__Task material__.
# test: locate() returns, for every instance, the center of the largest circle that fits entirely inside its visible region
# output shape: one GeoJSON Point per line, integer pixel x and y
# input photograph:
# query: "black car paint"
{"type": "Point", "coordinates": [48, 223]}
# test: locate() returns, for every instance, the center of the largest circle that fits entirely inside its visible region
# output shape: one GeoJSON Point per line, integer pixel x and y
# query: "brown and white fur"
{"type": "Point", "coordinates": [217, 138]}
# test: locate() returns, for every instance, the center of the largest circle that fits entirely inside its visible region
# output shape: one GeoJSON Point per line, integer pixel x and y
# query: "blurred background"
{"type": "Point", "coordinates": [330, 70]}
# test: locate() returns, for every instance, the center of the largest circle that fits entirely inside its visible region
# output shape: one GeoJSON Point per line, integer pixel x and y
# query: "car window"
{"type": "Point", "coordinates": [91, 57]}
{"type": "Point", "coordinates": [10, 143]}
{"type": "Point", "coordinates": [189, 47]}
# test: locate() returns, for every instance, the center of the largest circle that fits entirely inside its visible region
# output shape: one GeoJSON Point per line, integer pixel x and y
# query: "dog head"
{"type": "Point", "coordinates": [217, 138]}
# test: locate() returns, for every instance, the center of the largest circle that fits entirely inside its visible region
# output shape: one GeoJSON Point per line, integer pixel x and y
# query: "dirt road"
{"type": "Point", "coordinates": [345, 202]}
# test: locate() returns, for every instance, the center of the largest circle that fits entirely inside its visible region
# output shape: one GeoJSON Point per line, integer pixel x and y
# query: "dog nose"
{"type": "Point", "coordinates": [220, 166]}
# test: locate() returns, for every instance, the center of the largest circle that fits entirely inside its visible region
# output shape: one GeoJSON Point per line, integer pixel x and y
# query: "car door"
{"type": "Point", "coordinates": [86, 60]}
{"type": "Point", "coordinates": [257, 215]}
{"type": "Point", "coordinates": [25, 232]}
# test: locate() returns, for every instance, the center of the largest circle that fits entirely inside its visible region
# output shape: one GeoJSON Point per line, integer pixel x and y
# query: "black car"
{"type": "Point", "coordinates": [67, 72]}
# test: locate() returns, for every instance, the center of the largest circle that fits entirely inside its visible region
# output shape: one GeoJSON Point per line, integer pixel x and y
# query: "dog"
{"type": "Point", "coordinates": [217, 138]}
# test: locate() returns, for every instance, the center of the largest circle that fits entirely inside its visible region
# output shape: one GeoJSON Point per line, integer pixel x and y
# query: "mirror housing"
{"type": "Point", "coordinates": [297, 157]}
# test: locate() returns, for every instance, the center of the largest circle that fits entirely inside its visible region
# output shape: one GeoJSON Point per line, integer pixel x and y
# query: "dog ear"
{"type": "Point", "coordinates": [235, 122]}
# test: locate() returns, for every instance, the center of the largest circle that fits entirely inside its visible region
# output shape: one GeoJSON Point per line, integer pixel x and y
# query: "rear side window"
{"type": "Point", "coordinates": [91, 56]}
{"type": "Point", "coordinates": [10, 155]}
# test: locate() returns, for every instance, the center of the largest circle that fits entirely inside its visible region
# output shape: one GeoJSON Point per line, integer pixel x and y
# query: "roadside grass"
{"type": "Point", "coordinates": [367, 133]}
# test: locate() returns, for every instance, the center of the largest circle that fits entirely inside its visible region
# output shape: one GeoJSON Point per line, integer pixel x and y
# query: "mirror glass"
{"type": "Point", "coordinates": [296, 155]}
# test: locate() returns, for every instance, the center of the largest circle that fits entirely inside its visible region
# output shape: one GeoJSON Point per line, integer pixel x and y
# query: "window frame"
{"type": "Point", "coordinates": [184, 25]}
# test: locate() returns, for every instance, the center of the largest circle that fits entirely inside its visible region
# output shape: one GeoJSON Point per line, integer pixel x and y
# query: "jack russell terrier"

__How to complete this task__. Please make an exact copy of the entries, down to the last character.

__Exercise answer__.
# test: locate() returns, for every instance, the center of the largest circle that fits entirely inside its visible region
# output shape: one GeoJSON Point per line, integer pixel x and y
# input photograph:
# query: "black car paint"
{"type": "Point", "coordinates": [48, 223]}
# test: locate() returns, for every instance, the center of the largest circle that fits entirely inside its visible region
# output shape: one GeoJSON Point per line, integer pixel x and y
# query: "brown and white fur"
{"type": "Point", "coordinates": [217, 138]}
# test: locate() returns, for every instance, the center of the largest circle that fits entirely inside its visible region
# output shape: one GeoJSON Point per line, integer pixel x and y
# query: "blurred background"
{"type": "Point", "coordinates": [330, 70]}
# test: locate() returns, for every instance, the center of the largest circle that fits entirely inside its visible region
# output shape: one GeoJSON Point per line, integer pixel x and y
# query: "car window"
{"type": "Point", "coordinates": [91, 57]}
{"type": "Point", "coordinates": [10, 143]}
{"type": "Point", "coordinates": [189, 47]}
# test: locate() returns, for every instance, the center of the largest circle that fits entirely inside its visible region
# output shape: one GeoJSON Point per line, integer pixel x and y
# query: "dog head"
{"type": "Point", "coordinates": [217, 138]}
# test: locate() returns, for every instance, the center of the largest circle that fits entirely inside its visible region
# output shape: one GeoJSON Point per line, integer pixel x and y
# query: "dirt road"
{"type": "Point", "coordinates": [345, 202]}
# test: locate() returns, for every instance, the center of the largest circle that fits entirely inside its visible region
# output shape: one GeoJSON Point per line, integer pixel x and y
# query: "dog nose"
{"type": "Point", "coordinates": [220, 166]}
# test: locate() returns, for every instance, the center of the largest circle that fits entirely inside its visible region
# output shape: one GeoJSON Point per line, integer pixel x and y
# query: "car door"
{"type": "Point", "coordinates": [86, 60]}
{"type": "Point", "coordinates": [257, 215]}
{"type": "Point", "coordinates": [25, 232]}
# test: locate() returns, for every instance, the center of the largest circle that fits entirely inside its visible region
# output shape: one GeoJSON Point per line, integer pixel x and y
# query: "black car"
{"type": "Point", "coordinates": [67, 72]}
# test: locate() returns, for every instance, the center of the largest circle that fits entirely inside its visible region
# output shape: one GeoJSON Point per line, integer pixel x and y
# query: "dog"
{"type": "Point", "coordinates": [217, 138]}
# test: locate() returns, for every instance, the center of the largest circle that fits entirely inside its visible region
# output shape: one GeoJSON Point per line, integer pixel x and y
# query: "mirror housing"
{"type": "Point", "coordinates": [297, 157]}
# test: locate() returns, for every instance, the center of the largest circle that fits entirely inside its visible region
# output shape: one GeoJSON Point per line, integer pixel x and y
# query: "dog ear"
{"type": "Point", "coordinates": [235, 122]}
# test: locate() returns, for every instance, the center of the largest circle that fits entirely inside its visible region
# output shape: one GeoJSON Point per line, integer pixel x and y
# query: "rear side window"
{"type": "Point", "coordinates": [91, 56]}
{"type": "Point", "coordinates": [10, 155]}
# test: locate() returns, for every instance, the center of the largest circle that fits entirely inside its visible region
# output shape: one GeoJSON Point per line, integer pixel x and y
# query: "roadside grass"
{"type": "Point", "coordinates": [367, 133]}
# test: locate() returns, for every instance, the center of the largest circle that fits entirely inside its visible region
# output shape: one GeoJSON Point per line, integer pixel x and y
# query: "mirror glass"
{"type": "Point", "coordinates": [296, 155]}
# test: locate() returns, for every instance, the center of the largest circle that fits entirely inside its visible region
# output shape: one GeoJSON Point per line, integer pixel x and y
# query: "window frame"
{"type": "Point", "coordinates": [184, 25]}
# test: locate() returns, for every instance, the center of the largest circle that fits entirely inside its visible region
# output shape: one GeoJSON Point per line, integer pixel x and y
# query: "jack russell terrier"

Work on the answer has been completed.